### Task
Reproduce the entries from the start through the line containing "0,97,804,616", both ends included, changing "gradient sky" to "clear sky" and leaving everything else as is.

— start of Given data —

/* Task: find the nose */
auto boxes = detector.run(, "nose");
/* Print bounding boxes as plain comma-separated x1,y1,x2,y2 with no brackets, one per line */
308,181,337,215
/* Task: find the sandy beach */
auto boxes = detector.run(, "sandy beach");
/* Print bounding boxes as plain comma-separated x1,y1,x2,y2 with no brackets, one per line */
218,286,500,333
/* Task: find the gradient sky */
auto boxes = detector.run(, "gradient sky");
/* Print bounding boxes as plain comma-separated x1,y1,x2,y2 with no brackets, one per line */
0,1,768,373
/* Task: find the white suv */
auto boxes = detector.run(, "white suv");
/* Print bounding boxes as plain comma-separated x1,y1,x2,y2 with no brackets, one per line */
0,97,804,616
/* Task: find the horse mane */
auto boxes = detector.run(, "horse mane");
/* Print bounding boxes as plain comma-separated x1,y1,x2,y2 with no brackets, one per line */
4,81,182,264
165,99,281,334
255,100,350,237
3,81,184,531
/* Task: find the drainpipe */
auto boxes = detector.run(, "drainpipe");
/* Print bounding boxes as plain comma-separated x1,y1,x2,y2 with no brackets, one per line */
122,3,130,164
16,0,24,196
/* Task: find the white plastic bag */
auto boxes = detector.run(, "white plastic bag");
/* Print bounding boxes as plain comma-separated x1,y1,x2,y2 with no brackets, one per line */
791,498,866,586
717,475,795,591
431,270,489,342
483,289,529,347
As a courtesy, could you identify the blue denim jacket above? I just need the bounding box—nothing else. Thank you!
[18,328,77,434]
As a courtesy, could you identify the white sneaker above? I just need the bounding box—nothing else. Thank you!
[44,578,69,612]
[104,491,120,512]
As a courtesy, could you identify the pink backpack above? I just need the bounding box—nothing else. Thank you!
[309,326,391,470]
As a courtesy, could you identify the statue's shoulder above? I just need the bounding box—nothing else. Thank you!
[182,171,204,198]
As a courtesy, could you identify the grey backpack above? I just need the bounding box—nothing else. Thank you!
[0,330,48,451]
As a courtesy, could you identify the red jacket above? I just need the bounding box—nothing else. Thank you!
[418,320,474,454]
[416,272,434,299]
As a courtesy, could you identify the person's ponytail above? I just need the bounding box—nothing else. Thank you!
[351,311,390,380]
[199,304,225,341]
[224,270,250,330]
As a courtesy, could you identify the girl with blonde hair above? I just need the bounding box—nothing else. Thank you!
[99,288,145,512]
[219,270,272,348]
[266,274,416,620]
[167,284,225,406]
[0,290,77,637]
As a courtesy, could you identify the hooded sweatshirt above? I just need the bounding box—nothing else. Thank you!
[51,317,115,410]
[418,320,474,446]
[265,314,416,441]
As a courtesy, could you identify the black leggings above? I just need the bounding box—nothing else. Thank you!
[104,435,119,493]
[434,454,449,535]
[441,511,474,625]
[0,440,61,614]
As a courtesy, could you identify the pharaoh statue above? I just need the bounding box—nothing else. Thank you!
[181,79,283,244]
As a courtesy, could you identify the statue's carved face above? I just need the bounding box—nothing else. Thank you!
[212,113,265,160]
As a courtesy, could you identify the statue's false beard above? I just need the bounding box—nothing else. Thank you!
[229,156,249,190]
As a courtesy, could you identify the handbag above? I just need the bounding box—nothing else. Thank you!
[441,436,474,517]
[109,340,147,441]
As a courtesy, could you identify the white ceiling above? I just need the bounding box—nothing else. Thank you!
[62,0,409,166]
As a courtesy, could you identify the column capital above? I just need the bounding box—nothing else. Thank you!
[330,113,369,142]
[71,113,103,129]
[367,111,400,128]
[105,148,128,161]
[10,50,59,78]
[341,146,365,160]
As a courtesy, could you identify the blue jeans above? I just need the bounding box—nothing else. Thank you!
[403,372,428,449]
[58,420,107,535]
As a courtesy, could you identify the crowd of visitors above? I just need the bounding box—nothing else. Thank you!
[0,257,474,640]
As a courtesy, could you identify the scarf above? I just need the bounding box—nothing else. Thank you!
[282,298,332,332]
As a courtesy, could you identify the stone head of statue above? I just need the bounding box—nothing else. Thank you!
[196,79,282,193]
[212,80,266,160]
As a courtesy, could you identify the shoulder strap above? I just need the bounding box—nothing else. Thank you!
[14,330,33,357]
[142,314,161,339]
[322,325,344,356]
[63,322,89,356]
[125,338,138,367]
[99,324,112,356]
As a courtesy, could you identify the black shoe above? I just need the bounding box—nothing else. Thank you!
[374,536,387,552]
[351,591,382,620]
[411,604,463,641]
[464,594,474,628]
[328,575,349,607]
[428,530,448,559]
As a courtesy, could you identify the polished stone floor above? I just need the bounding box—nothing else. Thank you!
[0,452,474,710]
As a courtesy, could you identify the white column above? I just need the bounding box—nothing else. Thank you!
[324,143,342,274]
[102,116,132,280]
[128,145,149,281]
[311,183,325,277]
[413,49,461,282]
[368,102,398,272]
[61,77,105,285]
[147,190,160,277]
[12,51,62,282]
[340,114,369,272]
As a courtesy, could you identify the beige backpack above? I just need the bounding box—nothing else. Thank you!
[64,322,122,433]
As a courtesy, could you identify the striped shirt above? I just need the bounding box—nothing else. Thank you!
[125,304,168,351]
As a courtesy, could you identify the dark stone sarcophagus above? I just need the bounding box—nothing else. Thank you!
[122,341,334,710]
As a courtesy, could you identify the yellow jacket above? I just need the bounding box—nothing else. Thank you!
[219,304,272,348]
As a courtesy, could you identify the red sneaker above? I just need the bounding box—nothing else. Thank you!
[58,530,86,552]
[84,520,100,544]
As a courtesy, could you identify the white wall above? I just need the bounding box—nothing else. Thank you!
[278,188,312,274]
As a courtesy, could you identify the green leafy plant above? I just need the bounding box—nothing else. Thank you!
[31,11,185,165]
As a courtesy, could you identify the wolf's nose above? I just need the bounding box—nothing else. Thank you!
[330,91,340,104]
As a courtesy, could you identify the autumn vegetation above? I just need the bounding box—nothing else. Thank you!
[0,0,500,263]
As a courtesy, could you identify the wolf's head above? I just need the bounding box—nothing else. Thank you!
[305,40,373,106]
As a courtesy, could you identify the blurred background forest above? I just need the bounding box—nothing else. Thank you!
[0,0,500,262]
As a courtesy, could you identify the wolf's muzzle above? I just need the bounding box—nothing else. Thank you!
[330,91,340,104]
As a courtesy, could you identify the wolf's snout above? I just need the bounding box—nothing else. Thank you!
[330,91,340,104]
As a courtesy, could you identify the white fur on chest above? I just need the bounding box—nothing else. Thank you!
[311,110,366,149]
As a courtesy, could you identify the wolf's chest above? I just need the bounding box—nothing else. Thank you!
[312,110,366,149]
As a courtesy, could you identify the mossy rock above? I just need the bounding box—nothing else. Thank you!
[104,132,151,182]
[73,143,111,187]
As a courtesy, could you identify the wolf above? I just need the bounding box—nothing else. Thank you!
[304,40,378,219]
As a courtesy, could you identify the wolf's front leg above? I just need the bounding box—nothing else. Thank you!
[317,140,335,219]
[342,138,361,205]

— end of Given data —

### Response for this exercise
/* Task: find the nose */
auto boxes = detector.run(, "nose");
/* Print bounding boxes as plain comma-separated x1,y1,x2,y2 with no brackets, one per line */
308,181,337,215
/* Task: find the sandy beach */
auto boxes = detector.run(, "sandy beach");
/* Print bounding boxes as plain comma-separated x1,y1,x2,y2 with no brackets, one per line */
218,286,500,333
/* Task: find the clear sky */
auto boxes = detector.run(, "clear sky");
/* Print bounding boxes as plain comma-separated x1,y1,x2,y2 with no brackets, one per line */
0,1,768,373
/* Task: find the white suv */
auto boxes = detector.run(, "white suv");
/* Print bounding boxes as plain comma-separated x1,y1,x2,y2 with no brackets, one per line */
0,97,804,616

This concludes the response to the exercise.